9.2.3 Bouwwerken, geen gebouwen zijnde

Voor bouwwerken, geen gebouwen zijnde, gelden de volgende regels:

  • a. de bouwhoogte van erfafscheidingen mag vóór (het verlengde van) de voorgevel van het hoofdgebouw niet meer bedragen dan 1 m;
  • b. de bouwhoogte van erfafscheidingen mag achter (het verlengde van) de voorgevel van het hoofdgebouw niet meer bedragen dan 2 m;
  • c. de bouwhoogte van pergola's mag niet meer bedragen dan 2,50 m;
  • d. de bouwhoogte van licht- en vlaggenmasten en sierconstructies mag niet meer dan 6 m bedragen;
  • e. de bouwhoogte van overige bouwwerken, geen gebouwen zijnde, mag niet meer bedragen dan 3,5 m.
9.3 Afwijken van de bouwregels
9.3.1 Omgevingsvergunning gebouwen

Het bevoegd gezag kan door middel van het verlenen van een omgevingsvergunning afwijken van het bepaalde in 9.2.2 teneinde buiten het bouwvlak gebouwen toe te staan, zoals fietsenstallingen of materiaalbergingen, mits voldaan wordt aan de volgende voorwaarden:

  • a. de goothoogte bedraagt niet meer dan 2,5 m;
  • b. de bouwhoogte bedraagt niet meer dan 3,5 m;
  • c. de bebouwde oppervlakte bedraagt niet meer dan 20 m² per gebouw;
  • d. er vindt geen onevenredige aantasting plaats van de gebruiksmogelijkheden van aangrenzende gronden en de belangen van derden mogen niet onevenredig worden geschaad;
  • e. de verkeersveiligheid mag niet in het gedrang komen.

· · ·

--- Opdracht ---
Schrijf het stuk van de bouwregeltekst dat begint bij "Het bevoegd gezag" en doorloopt tot en met "het gedrang komen." opnieuw uit, en vervang daarin "fietsenstallingen" door "fietsschuren".

--- Aangeleverd materiaal ---
· · ·

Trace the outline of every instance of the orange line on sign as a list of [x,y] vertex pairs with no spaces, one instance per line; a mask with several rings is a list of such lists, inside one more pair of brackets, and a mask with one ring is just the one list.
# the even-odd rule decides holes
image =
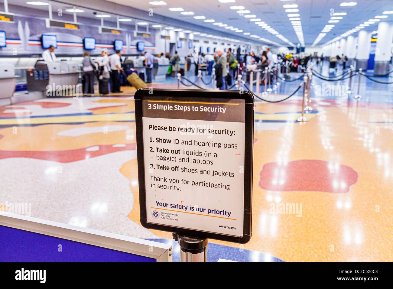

· · ·

--- Antwoord ---
Het bevoegd gezag kan door middel van het verlenen van een omgevingsvergunning afwijken van het bepaalde in 9.2.2 teneinde buiten het bouwvlak gebouwen toe te staan, zoals fietsschuren of materiaalbergingen, mits voldaan wordt aan de volgende voorwaarden:

  • a. de goothoogte bedraagt niet meer dan 2,5 m;
  • b. de bouwhoogte bedraagt niet meer dan 3,5 m;
  • c. de bebouwde oppervlakte bedraagt niet meer dan 20 m² per gebouw;
  • d. er vindt geen onevenredige aantasting plaats van de gebruiksmogelijkheden van aangrenzende gronden en de belangen van derden mogen niet onevenredig worden geschaad;
  • e. de verkeersveiligheid mag niet in het gedrang komen.